**WORK TO DO:**
1/ Summarize the entanglement discussion in two sentences.
2/ Turn the paragraph of the entanglement discussion that begins "Now keep in mind that within QM" into a short bulleted list that keeps its main points.
3/ Continue the entanglement discussion from its last sentence with one more post.

**EXTRACT:**
·····

Not so fast! That was the entire point of the "elements of reality"!

We know that the polarizer is measuring and NOT resetting. How? We can perform the test on Alice, and use that result to predict Bob. If we can predict Bob with certainty, without changing Bob in any way prior to Bob's observation, then the Bob result is "real". Bell real.
 
  • #432
DrChinese said:
... We can perform the test on Alice, and use that result to predict Bob. If we can predict Bob with certainty, without changing Bob in any way prior to Bob's observation, then the Bob result is "real". Bell real.

Not for a single pair of entangled photons, right?
 
  • #433
DevilsAvocado said:
Not for a single pair of entangled photons, right?

Sure. Just not all angles simultaneously. But I can do for any specified angle. So the conclusion is that there must be an element of reality - per EPR - to that value.

Now keep in mind that within QM, entangled photons are in fact connected in that they are part of a shared wave state. But within local realism, there is no ongoing state called "entangled". In LR, entangled particles are more like a matched pair of socks. So there is the difference.
 
  • #434
Dr. Chinese, I have been thinking of your "Frankenstein" entanglement, and I wonder if you could show the relationship with a data-set such as the one you just provided? I have read the papers you linked to, in this and other threads, and it seems that there is some indirect experimental evidence of this. Does this in any way reinforce some version of Cramer's TCI? Modify collapse from being atemporal, and map to decoherence instead and we no longer require "spooky" means or extra dimensions to explain entangled pairs.

·····

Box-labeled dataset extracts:
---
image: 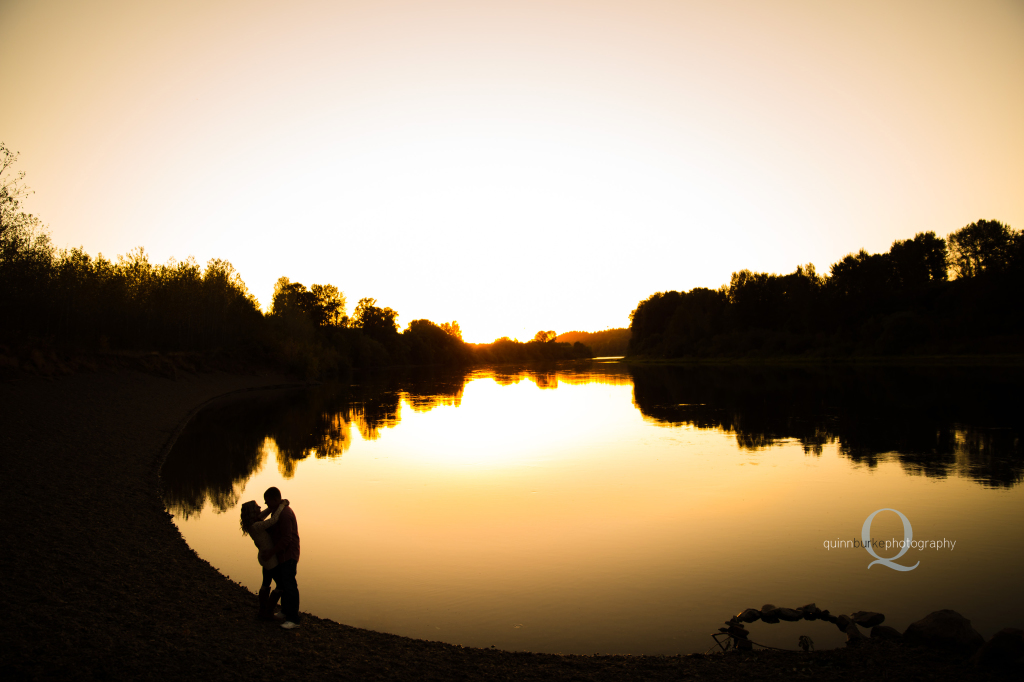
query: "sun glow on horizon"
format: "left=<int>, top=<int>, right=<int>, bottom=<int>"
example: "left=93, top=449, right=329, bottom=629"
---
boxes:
left=0, top=0, right=1024, bottom=342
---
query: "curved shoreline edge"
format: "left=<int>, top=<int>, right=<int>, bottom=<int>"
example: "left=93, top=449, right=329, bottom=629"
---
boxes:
left=0, top=372, right=1011, bottom=681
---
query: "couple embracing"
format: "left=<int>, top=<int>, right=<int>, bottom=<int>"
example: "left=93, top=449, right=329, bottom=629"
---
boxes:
left=242, top=487, right=299, bottom=630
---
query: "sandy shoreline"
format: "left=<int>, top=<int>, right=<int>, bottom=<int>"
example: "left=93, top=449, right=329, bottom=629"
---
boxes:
left=0, top=370, right=1015, bottom=680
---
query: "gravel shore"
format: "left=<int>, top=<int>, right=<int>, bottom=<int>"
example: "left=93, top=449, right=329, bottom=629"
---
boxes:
left=0, top=369, right=1019, bottom=682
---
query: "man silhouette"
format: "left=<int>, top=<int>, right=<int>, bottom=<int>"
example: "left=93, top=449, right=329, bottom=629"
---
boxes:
left=261, top=487, right=299, bottom=630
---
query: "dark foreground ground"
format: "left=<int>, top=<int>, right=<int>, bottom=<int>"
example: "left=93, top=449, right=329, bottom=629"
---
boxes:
left=0, top=368, right=1020, bottom=682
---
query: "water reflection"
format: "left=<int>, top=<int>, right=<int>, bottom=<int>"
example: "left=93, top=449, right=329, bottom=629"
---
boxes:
left=162, top=363, right=1024, bottom=518
left=163, top=363, right=1024, bottom=653
left=630, top=366, right=1024, bottom=487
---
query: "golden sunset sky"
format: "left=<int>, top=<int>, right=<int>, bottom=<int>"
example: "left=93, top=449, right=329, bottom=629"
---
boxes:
left=0, top=0, right=1024, bottom=341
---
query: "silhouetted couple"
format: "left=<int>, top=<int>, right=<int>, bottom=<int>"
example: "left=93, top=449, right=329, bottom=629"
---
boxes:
left=242, top=487, right=299, bottom=630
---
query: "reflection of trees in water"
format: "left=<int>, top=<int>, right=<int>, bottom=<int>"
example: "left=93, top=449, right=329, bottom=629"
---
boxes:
left=630, top=366, right=1024, bottom=486
left=162, top=363, right=1024, bottom=516
left=161, top=373, right=466, bottom=518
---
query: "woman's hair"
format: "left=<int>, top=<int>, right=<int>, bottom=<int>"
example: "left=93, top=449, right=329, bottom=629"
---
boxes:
left=240, top=500, right=260, bottom=536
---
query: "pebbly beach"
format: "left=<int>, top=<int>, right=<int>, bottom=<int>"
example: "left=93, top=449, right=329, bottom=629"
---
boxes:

·····

**PER-TASK ANSWERS:**
1/ The entanglement discussion holds that if a test on Alice predicts Bob's result with certainty without changing Bob beforehand, that result is "real" in Bell's sense, which works for any specified angle but not all angles at once. It contrasts quantum mechanics, where entangled photons are part of a shared wave state, with local realism, where they are more like a matched pair of socks, and ends by asking about "Frankenstein" entanglement and Cramer's TCI.

2/
- In QM, entangled photons are connected as part of a shared wave state.
- In local realism, there is no ongoing state called "entangled."
- In LR, entangled particles are more like a matched pair of socks.
- That is the difference between the two views.

3/
 
  • #435
DrChinese said:
Sure. Just not all angles simultaneously. But I can do for any specified angle. So the conclusion is that there must be an element of reality - per EPR - to that value.


DrC, if you could explain this to me I would be most thankful. Let’s keep it simple (safest for me :smile:):
  • We arrange the polarizer’s so that Alice = 0° and Bob = 22.5° (fixed).

  • We always measure Alice first, and then Bob (by putting them at different distances from S).

  • We send 100 entangled pairs of photons.

  • According to QM predictions we will get a correlation of 0.71.

  • This means we will get 71 correlated pairs (+, +) and 29 non-correlated pairs (+, -).

  • Alice at 0° will always measure 100 (+), and Bob at 22.5° will measure 71 (+) and 29 (-).

To me this means that we cannot be certain about one single outcome at Bob, only say that the probability for a single correlated pair (+, +) is 71%... what did I miss??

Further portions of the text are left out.